Go through the entries and copy every line that has the string "following" in it.

• [The records]
• • • • • • •

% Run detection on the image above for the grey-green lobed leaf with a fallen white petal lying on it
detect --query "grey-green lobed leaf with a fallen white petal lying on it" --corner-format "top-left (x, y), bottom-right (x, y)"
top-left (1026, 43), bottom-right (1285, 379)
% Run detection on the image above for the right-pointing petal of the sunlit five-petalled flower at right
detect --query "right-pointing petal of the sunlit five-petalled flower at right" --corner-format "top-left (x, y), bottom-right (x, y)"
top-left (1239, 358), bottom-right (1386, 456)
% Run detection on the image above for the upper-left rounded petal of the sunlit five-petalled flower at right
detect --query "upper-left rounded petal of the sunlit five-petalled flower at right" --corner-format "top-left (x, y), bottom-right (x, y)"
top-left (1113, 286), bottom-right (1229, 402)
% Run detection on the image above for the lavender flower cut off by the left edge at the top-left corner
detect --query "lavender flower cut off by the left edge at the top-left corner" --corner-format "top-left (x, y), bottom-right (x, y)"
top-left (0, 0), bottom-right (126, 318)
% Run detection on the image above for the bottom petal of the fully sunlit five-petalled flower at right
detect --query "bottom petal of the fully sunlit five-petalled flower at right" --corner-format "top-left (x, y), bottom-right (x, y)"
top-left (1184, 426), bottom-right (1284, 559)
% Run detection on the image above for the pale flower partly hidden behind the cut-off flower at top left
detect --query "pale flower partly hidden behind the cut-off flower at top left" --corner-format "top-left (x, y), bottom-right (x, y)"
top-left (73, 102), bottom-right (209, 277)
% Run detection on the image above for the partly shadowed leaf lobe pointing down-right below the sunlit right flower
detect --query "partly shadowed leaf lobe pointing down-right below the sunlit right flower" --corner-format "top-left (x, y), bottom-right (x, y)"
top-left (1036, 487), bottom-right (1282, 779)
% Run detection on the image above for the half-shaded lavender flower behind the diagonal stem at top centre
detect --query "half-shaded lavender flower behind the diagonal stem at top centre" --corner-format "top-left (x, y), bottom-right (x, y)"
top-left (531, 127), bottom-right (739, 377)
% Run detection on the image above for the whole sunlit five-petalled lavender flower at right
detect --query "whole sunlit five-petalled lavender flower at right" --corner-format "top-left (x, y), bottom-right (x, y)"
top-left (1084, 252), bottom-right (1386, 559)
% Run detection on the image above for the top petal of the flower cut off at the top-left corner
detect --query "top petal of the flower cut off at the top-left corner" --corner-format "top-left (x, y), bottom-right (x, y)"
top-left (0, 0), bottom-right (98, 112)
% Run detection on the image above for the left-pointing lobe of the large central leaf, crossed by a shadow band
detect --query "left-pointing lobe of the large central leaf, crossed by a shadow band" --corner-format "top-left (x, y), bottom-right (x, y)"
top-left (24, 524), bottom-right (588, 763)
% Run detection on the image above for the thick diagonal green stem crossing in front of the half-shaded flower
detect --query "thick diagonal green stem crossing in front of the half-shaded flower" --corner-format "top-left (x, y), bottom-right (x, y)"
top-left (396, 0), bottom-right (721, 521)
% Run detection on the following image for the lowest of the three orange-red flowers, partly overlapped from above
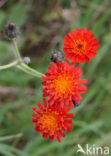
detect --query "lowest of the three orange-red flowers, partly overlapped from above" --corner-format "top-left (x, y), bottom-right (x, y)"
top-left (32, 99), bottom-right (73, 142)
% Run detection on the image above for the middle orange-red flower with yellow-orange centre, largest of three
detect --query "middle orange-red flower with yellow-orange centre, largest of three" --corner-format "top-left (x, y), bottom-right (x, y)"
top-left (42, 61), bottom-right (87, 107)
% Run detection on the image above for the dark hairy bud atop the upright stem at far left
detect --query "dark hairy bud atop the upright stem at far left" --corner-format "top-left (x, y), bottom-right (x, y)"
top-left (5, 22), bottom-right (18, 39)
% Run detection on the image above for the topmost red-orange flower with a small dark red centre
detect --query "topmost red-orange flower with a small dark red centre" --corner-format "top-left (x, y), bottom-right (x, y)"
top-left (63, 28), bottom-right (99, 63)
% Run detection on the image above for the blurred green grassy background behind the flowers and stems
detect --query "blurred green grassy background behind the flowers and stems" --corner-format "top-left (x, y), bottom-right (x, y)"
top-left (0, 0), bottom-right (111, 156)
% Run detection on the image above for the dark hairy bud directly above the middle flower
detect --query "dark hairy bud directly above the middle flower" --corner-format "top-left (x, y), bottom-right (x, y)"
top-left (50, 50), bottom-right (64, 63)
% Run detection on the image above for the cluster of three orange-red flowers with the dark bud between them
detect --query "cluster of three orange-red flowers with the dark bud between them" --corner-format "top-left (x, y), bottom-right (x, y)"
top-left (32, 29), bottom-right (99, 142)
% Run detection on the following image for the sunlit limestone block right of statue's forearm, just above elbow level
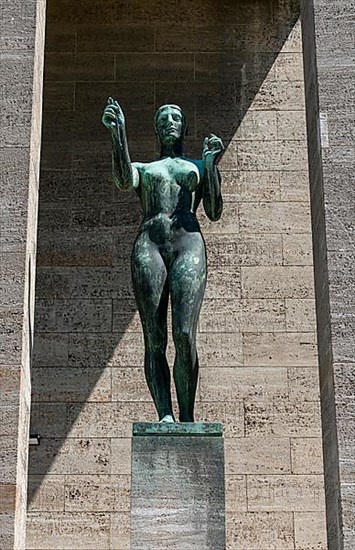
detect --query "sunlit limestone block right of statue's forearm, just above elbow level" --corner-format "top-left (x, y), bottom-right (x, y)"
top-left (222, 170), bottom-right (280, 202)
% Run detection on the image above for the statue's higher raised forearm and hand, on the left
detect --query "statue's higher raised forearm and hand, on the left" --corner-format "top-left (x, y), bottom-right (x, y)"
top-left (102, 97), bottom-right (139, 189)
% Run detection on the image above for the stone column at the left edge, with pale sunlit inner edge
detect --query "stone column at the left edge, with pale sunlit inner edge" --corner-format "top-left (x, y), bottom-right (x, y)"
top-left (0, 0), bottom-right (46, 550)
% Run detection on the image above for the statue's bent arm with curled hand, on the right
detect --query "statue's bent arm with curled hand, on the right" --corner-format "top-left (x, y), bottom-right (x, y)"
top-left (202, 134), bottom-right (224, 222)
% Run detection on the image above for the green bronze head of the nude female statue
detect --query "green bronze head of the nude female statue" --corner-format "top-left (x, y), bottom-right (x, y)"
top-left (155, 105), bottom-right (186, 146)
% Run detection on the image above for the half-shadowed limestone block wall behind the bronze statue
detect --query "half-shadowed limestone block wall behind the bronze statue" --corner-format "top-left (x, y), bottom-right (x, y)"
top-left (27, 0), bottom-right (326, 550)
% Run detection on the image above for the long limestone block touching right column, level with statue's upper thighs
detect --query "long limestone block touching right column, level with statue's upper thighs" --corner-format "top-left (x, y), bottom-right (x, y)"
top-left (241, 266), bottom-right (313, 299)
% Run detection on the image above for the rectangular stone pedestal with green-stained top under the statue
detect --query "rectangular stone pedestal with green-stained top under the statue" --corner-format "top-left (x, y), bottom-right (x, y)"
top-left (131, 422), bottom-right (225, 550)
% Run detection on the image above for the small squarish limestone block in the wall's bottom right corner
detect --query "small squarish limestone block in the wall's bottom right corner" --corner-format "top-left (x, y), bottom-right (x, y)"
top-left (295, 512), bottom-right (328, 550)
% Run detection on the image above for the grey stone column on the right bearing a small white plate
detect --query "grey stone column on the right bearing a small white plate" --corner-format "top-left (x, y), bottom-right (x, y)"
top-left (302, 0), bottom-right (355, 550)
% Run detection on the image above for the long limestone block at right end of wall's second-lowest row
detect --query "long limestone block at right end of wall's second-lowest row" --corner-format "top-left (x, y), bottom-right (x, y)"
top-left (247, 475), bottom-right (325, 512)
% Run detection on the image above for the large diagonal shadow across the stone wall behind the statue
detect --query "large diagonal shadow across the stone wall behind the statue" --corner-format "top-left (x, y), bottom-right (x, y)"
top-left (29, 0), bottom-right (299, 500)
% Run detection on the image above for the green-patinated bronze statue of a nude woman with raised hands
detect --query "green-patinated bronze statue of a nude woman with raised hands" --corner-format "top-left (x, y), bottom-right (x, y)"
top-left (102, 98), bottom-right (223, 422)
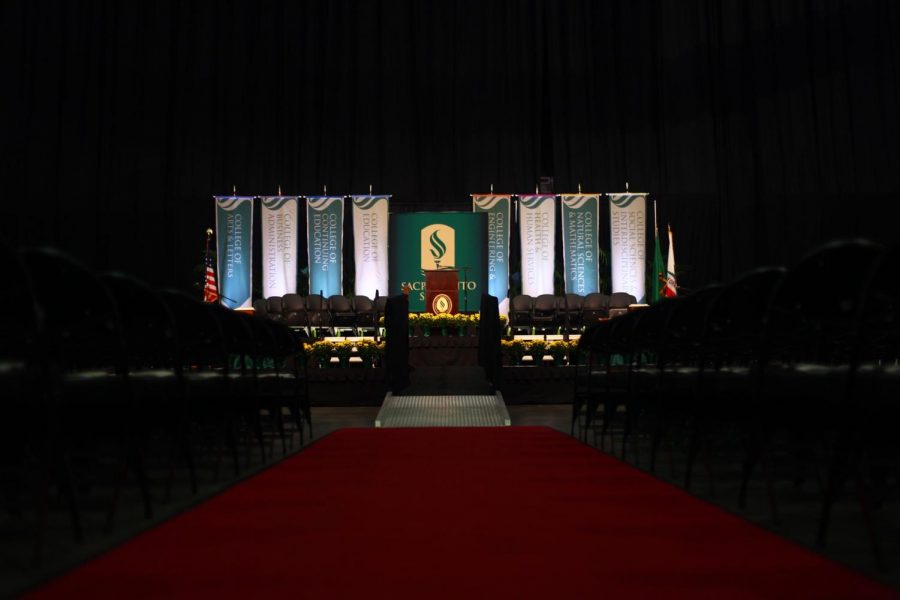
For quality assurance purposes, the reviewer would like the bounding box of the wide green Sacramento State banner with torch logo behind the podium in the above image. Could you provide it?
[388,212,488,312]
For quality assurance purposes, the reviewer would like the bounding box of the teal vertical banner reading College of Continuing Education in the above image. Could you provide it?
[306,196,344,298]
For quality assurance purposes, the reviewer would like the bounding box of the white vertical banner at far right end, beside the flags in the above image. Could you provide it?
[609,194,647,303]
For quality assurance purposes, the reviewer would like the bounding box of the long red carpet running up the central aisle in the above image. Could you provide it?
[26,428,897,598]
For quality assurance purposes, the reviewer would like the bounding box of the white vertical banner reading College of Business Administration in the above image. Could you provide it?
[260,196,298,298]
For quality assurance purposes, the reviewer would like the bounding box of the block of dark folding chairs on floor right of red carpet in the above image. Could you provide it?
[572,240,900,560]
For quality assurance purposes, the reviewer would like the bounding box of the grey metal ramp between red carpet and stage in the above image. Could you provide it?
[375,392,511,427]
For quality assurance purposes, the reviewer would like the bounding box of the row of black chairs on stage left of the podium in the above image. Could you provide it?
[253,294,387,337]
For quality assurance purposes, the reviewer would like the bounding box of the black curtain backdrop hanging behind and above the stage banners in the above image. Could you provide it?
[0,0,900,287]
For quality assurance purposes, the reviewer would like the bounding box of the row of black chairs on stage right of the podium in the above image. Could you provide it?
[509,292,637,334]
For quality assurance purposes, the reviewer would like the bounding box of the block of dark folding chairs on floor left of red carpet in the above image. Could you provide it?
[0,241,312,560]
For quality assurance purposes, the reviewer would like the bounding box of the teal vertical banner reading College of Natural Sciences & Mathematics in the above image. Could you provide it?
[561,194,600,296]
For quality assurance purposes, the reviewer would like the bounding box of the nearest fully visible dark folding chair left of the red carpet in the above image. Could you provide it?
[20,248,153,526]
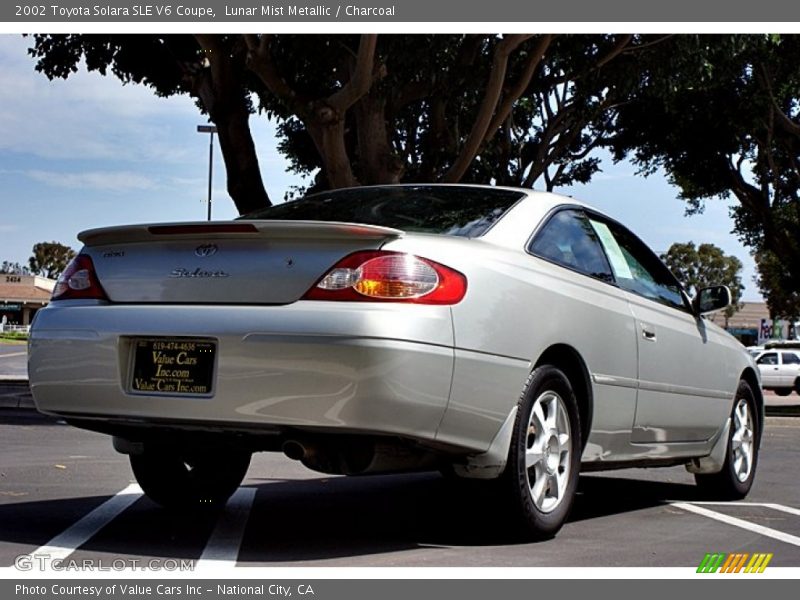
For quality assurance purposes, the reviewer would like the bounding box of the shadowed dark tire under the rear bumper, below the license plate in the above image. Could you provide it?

• • • • • • •

• [Finished exercise]
% Run detection on the following image for the lowest of the three orange-red flowers, partly overlapped from above
% Run detection on the following image for the sunlit limestone block right of statue's forearm, just above elbow level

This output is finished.